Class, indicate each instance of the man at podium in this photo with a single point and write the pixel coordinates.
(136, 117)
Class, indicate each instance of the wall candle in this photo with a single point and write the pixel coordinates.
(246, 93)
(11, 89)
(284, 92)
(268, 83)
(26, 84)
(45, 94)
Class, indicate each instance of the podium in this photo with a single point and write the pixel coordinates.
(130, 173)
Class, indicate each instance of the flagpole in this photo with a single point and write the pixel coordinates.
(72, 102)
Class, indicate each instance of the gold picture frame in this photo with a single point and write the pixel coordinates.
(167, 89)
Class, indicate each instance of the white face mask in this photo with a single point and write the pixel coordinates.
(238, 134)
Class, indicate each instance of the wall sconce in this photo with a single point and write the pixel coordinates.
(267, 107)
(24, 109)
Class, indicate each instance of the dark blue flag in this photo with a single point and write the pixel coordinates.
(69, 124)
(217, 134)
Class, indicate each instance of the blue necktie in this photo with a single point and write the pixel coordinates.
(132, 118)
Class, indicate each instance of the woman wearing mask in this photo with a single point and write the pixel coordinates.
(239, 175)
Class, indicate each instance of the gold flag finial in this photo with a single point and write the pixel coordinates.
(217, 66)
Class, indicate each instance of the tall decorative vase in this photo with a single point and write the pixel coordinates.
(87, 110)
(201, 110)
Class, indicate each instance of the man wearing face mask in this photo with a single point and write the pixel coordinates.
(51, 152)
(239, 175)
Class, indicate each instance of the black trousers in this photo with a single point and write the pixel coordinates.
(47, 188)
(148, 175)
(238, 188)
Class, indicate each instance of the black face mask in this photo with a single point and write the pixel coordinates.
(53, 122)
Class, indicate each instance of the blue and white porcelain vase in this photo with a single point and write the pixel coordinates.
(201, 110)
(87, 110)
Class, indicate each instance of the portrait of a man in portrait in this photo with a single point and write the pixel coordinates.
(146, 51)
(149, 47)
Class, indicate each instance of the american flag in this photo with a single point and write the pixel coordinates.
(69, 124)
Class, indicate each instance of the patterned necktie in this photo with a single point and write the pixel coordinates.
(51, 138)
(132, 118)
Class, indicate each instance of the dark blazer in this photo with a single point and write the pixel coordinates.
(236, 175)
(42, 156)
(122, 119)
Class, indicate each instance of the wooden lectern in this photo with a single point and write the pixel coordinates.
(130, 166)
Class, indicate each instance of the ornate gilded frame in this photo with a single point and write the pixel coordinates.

○ ○ ○ ○ ○ ○ ○

**Stated exercise**
Can you write out all of the records above again, swapping "pixel coordinates" for "x and y coordinates" wherever it occurs and changing nothing else?

**Output**
Class, indicate each instance of the man at podium in this photo with a single point and write the x and y coordinates.
(136, 117)
Class, indicate each instance of the wall candle in this photo with a single point and write the x and y coordinates.
(246, 93)
(11, 89)
(284, 92)
(268, 83)
(26, 84)
(45, 94)
Class, indicate each instance of the podium in this photo with a single point and write the x and y coordinates.
(130, 173)
Class, indicate each instance of the flagpole in this photo with a single point and write the x and y coordinates.
(72, 102)
Class, indicate each instance of the gold picture frame in this photo with a single point and write the x and y coordinates.
(167, 89)
Class, indicate each instance of the white face mask in this photo with a single point and write the x and y coordinates.
(238, 134)
Class, indicate each instance of the wall sconce in this photo with a single point and write the x and y coordinates.
(267, 107)
(24, 109)
Class, indicate each instance of the dark blue flag in this photo with a single point and write the x and y coordinates.
(69, 124)
(217, 134)
Class, indicate each instance of the blue necktie in this photo with a single point and write the x and y coordinates.
(132, 118)
Class, indicate each instance of the woman wearing mask in this photo with a single point and write the x and y coordinates.
(239, 175)
Class, indicate each instance of the gold flag finial in this photo with a single point and write the x and y coordinates.
(217, 66)
Class, indicate each instance of the tall decorative vase in this photo with a single point and write the x and y coordinates.
(87, 110)
(201, 110)
Class, indicate each instance of the man wearing face mask in this photo with a single point and write the x and y coordinates.
(51, 152)
(239, 175)
Class, indicate each instance of the black trousers in this photo with a single point and write the x and y coordinates.
(47, 188)
(148, 175)
(238, 188)
Class, indicate each instance of the black face mask in this photo with a single point and write the x and y coordinates.
(53, 122)
Class, indicate each instance of the blue and white porcelain vase in this photo with a single point and write the x and y coordinates.
(201, 110)
(87, 110)
Class, indicate each instance of the portrait of a man in portrait in this photo with a single point and write the x and y coordinates.
(146, 51)
(149, 47)
Class, indicate each instance of the american flag in this photo with a single point and write the x and y coordinates.
(69, 124)
Class, indicate each instance of the patterned necktie in this photo with a single point and write the x and y coordinates.
(51, 138)
(132, 118)
Class, indicate each instance of the dark blazer in this photo with a single point and write the x and y coordinates.
(236, 175)
(42, 156)
(122, 119)
Class, indicate each instance of the wooden lectern in this photo with a single point and write the x and y coordinates.
(130, 166)
Class, indicate each instance of the ornate gilded frame in this photo with a single point and write the x and y coordinates.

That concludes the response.